**SHORT PROBLEM A:** In the Death From Above 1979 profile, which bands are named as having put out debut albums in the same year as You're a Woman, I'm a Machine?
**SHORT PROBLEM B:** Extend the Death From Above 1979 profile with a few more paragraphs that pick up after its last quote from Keeler.

So what wasn’t working anymore?
At this juncture, in 2014, this particular topic of conversation is well past its expiration date, but Sebastien Grainger and Jesse F. Keeler are in good spirits, so they indulge. Again.
“It was…essentially—” Sebastien begins.
“…God, everything,” Jesse moans, his tone jokingly petulant.
Sebastien laughs. “Cumulative exhaustion. I don’t know. We’re making a movie about it, so you can watch that.”
Today, in Los Angeles, the duo appear remarkably unchanged from their iconic logo—the black-and-white, dead-eyed portraitures with elephant proboscises emanating outwards—as if the past ten years haven’t happened at all. Sitting across the table from Grainger and Keeler now—laughing, wisecracking, finishing each other’s sentences, and giving genuinely thoughtful commentary to their infamous past—it’s difficult to put the tumultuous history of Death From Above 1979 into tangible context.
Again.
In October 2004, the band put out their first and famously only full-length record, the dramatic and incendiary You’re a Woman, I’m a Machine. With only one EP preceding it (2002’s wryly titled Heads Up), the Toronto roommates made a lasting mark in the year that included the debut albums of Arcade Fire, Franz Ferdinand, Grizzly Bear, The Killers, and TV on the Radio. The masses struggled to define it—punk? Disco-punk? Disco-metal-punk? (“Or, whatever. Metal-hardcore-disco,” Grainger offers now, sardonically.) It was easiest to ditch all the labels and simply admit that it ruled. The deafening takes of danceable punk sermonized youthful sensuality and crisis, powered by a thumping, melodic bass wielded by Keeler and the frenzied drumming and frantic proclamations rhapsodized by Grainger. Eighteen short months later, in 2006, Death From Above 1979 was over, the duo had split—acrimoniously, rumor and speculation reported. (“When there’s this public relationship, maybe as it evolves or changes, people don’t like it and it becomes uncomfortable,” Keeler muses. “If the president got divorced right now it would be pretty upsetting, but totally no one’s fucking business.”)
“We went from being a prized stallion to being the horse at the glue factory. Just going around in a circle. And that is a bit soul-destroying,” says Keeler.
However, according to the band, it was terrifically more unceremonious than that. “I’ll summarize it this way,” Keeler offers, “When Sebastien said that he didn’t want to do the band anymore—which, to me, makes sense because, between the two of us, I’m the one that avoids difficult situations and Sebastien’s the one that says, ‘God, well, I’d better talk about it!’—we talked about it a bit. And I said, ‘OK.’”
“It was a relief,” Grainger confesses. “It was a hard decision to make, but it was a relief. Because it wasn’t working anymore. And our relationship… The good parts are the creative parts and there hadn’t been a creative moment in the band for two years. So, it was nothing—it was all repetition, repetition.”
“We went from being a prized stallion to being the horse at the glue factory. Just going around in a circle. And that is a bit soul-destroying,” says Keeler. “We had tried all kinds of things to help steer the band in a way that we wanted it to go and have things work in the way that we had imagined they would work, but in the end, the only way we were going to get out of the situations we were in was to stop. The disbelief from the people that we worked with was telling.”

**DATA SECTION:**
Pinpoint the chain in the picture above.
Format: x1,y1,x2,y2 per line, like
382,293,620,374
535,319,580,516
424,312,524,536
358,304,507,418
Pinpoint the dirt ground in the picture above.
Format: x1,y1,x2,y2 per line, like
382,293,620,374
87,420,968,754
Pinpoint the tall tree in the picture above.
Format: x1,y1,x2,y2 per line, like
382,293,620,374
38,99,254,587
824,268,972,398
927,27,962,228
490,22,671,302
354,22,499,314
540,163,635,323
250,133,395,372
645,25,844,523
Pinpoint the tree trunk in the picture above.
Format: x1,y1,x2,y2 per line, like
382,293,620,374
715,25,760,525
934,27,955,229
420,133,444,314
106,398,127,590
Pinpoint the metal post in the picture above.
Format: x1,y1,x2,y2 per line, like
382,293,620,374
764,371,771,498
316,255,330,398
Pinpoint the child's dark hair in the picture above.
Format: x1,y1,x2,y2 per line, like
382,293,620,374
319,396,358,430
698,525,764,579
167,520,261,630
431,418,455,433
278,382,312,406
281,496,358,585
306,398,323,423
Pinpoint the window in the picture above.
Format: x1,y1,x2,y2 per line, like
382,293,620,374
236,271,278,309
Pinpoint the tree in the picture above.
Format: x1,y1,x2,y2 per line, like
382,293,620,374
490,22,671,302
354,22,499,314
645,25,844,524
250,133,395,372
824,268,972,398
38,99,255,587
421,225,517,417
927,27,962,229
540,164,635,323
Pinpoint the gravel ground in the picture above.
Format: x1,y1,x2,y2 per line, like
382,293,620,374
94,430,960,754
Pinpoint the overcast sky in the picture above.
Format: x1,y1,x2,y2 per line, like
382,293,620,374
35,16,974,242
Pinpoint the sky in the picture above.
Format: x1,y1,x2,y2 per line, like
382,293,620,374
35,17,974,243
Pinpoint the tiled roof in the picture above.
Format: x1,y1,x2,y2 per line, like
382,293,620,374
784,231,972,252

**EXPECTED ANSWER A:** Arcade Fire, Franz Ferdinand, Grizzly Bear, The Killers, and TV on the Radio.

**EXPECTED ANSWER B:**
It was done. For the next half-decade, each took up side projects—“They weren’t side projects, though!” Grainger interjects, laughing—Keeler joining friend and DFA1979 producer Al-P for the electronic project MSTRKRFT, while Grainer released a handful of records under his own name. But moving on was one thing in theory and another in practice.
“That was a difficult thing for both of us. I had to say, ‘Hey, don’t put Death From Above on the MSTRKRFT flyer. It’s misleading.’ Mainly ’cause I was like, ‘I don’t want to disappoint Death From Above fans; this is a different thing,’” Keeler explains. “It was a process just to get people to accept that this was something else.”
Grainger and Keeler may have been working seriously to move on from Death From Above, but the public was not so ready to accept the band was gone. There was the fight against the old status quo, but Keeler and Grainger also describe the struggle with fans. Both recount separate moments of physical conflict—one fan confronting Keeler in a bar and another shouting DFA1979 songs at Grainger while he was performing. Both incidents, surely not isolated occurrences, ended in blows. Both are also quick to point out that despite the ridiculousness of the situation, they also understand the passion on some level.
“Our band really, really existed and grew in our absence. It lived in our absence. And when we saw the evidence of that, and were confronted with it over and over again… That’s different than any other band or any other music that I’ve ever done,” says Keeler.
“I met John Reis once, when Drive Like Jehu was long gone,” Keeler remembers. “I went up to him and was like, ‘Man, Drive Like Jehu is such a big influence, it’s so important to me.’ Now I know, in his head, he was probably thinking, ‘I’m trying to move on with my life. I do other things.’”
“I did the same thing to the fucking bass player in Foo Fighters!” Grainger laughs. “I was like, ‘Ohmygod, Sunny Day Real Estate was my favorite band when I was seventeen.’ And he was like, ‘Cool. That’s great. I gotta go play with Foo Fighters; we’re the biggest band in the world.’”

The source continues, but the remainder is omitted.